§ **Data for this task**
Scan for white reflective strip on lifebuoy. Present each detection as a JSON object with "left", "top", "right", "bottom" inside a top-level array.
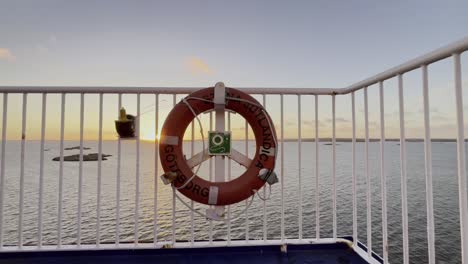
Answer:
[
  {"left": 161, "top": 135, "right": 179, "bottom": 145},
  {"left": 260, "top": 146, "right": 275, "bottom": 156},
  {"left": 208, "top": 186, "right": 219, "bottom": 205}
]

§ **Try it**
Write out the whole listing above exactly, minus images.

§ **Exercise answer**
Scan for white reflective strip on lifebuoy. Present each detection as a JSON object with "left", "top", "right", "bottom" inside a top-level array.
Answer:
[
  {"left": 161, "top": 135, "right": 179, "bottom": 145},
  {"left": 260, "top": 146, "right": 275, "bottom": 156},
  {"left": 208, "top": 186, "right": 219, "bottom": 205}
]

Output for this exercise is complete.